___ DATASET RECORDS
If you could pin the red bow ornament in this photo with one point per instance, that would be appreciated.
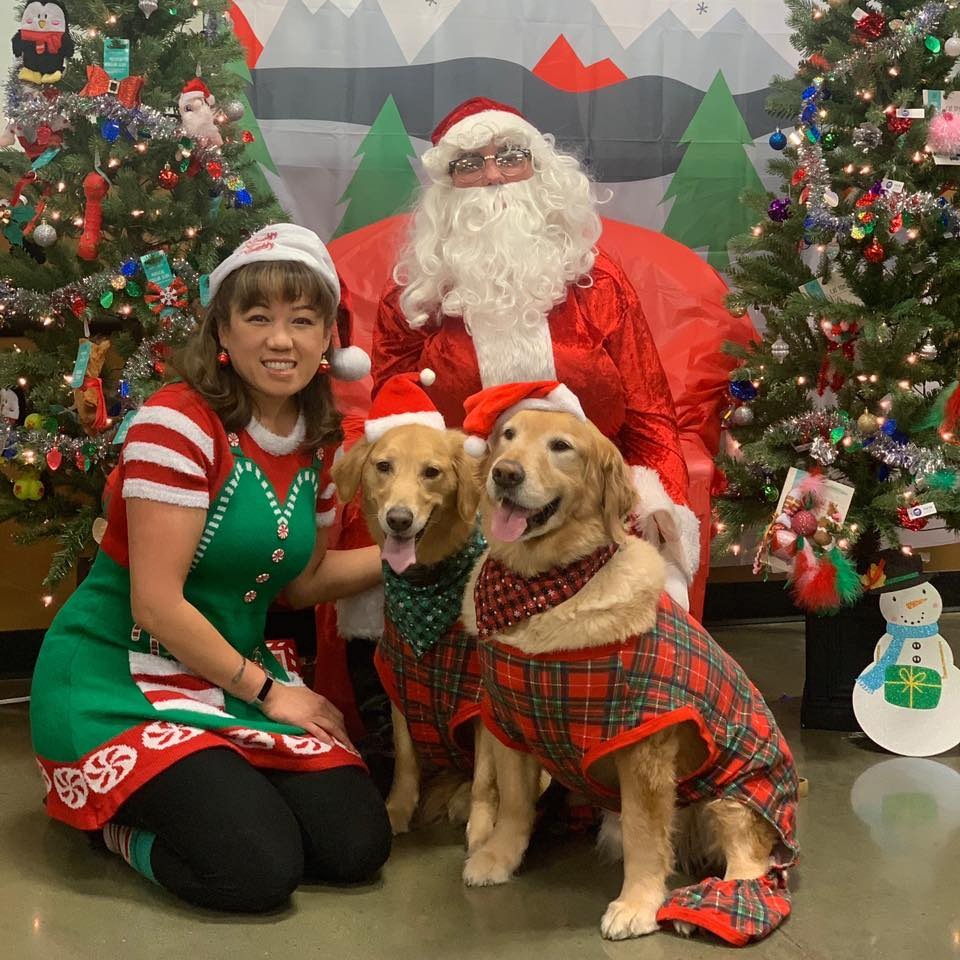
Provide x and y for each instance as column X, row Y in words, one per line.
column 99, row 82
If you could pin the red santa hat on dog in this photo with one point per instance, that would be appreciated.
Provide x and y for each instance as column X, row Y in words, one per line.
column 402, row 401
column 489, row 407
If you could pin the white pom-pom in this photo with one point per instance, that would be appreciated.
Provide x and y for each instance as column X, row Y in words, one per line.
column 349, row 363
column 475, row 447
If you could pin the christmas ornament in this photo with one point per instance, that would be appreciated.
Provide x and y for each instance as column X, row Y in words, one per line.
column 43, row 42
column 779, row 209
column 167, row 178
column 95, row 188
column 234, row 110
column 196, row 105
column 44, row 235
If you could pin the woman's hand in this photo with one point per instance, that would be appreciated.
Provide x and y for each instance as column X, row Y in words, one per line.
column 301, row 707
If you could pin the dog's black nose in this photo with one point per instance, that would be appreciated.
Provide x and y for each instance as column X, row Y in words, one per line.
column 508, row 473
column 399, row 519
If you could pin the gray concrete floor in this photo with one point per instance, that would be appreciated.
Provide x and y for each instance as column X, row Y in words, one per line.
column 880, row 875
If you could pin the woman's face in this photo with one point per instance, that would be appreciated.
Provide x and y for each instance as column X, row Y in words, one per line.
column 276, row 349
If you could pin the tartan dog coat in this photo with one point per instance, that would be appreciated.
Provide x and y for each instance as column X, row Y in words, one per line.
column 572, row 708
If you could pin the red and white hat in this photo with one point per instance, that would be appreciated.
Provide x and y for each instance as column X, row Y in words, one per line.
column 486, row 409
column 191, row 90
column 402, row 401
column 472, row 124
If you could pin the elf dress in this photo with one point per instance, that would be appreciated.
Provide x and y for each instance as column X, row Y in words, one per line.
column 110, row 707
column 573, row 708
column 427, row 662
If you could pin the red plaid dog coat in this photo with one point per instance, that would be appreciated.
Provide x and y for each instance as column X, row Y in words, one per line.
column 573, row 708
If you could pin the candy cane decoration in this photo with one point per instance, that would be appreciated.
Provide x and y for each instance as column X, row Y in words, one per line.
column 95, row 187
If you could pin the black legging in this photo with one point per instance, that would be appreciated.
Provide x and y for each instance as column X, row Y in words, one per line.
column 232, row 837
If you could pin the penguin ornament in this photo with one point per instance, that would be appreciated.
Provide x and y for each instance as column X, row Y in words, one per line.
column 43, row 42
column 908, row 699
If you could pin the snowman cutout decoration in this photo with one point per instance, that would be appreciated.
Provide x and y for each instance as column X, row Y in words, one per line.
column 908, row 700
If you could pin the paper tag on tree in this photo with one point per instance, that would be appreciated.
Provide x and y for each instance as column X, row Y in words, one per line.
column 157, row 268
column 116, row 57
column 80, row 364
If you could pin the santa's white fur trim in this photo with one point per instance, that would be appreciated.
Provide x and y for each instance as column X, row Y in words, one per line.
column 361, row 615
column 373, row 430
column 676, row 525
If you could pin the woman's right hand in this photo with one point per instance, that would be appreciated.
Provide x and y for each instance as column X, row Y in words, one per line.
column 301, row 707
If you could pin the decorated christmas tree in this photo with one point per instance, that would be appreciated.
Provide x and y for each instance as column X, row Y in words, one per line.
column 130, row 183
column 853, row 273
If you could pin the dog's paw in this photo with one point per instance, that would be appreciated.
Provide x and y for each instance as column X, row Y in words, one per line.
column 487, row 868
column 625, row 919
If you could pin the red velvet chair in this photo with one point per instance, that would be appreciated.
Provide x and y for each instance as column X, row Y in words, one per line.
______
___ DATASET RECORDS
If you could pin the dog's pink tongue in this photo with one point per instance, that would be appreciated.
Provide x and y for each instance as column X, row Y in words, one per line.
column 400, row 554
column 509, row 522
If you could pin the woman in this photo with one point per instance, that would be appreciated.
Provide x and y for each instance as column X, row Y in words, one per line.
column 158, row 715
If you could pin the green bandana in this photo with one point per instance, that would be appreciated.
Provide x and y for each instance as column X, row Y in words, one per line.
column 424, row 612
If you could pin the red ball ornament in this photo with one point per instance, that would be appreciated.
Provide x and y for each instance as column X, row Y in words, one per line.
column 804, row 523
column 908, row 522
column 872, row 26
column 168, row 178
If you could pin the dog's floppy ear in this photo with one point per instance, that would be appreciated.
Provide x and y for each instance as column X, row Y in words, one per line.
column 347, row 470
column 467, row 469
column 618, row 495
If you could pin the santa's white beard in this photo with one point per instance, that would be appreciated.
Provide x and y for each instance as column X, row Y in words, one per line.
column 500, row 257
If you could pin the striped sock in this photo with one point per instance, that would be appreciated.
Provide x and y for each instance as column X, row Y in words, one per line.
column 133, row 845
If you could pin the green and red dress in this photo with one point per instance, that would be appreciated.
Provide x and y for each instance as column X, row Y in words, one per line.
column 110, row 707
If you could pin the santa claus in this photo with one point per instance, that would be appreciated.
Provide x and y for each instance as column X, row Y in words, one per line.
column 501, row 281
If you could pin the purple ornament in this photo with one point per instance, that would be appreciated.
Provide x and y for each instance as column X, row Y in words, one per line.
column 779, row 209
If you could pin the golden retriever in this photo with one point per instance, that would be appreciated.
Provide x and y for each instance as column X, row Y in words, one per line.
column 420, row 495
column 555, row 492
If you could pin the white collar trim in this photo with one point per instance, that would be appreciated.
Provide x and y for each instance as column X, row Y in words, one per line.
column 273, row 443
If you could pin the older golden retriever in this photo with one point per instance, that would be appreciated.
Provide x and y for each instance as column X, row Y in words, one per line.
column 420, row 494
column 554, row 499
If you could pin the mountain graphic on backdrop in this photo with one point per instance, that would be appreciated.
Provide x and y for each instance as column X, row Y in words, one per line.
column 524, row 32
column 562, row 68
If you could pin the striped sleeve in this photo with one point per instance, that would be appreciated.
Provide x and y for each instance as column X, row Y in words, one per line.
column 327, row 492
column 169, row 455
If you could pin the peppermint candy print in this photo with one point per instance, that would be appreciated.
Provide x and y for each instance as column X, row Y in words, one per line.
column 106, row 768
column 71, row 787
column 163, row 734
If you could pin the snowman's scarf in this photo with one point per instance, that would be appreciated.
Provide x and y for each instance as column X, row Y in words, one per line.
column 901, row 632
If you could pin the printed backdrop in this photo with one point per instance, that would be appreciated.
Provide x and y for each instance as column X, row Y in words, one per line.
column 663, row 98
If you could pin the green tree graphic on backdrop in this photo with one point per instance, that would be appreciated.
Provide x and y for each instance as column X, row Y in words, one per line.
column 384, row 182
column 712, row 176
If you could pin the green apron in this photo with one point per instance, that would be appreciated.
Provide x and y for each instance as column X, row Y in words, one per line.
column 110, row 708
______
_TASK INSTRUCTIONS_
Copy the rows above word for word, from the line with "If you could pin the santa's white beard" up to and including the line with "column 133, row 845".

_SOLUTION TO THE PROBLEM_
If you could pin the santa's white beard in this photo with one point per instance, that would be appreciated.
Provide x and y for each instance as column X, row Y in words, one per line.
column 500, row 257
If you could pin the striped sock in this photo with one point per instance, that would be appreciated.
Provide x and y for each instance as column X, row Y in words, one per line.
column 133, row 845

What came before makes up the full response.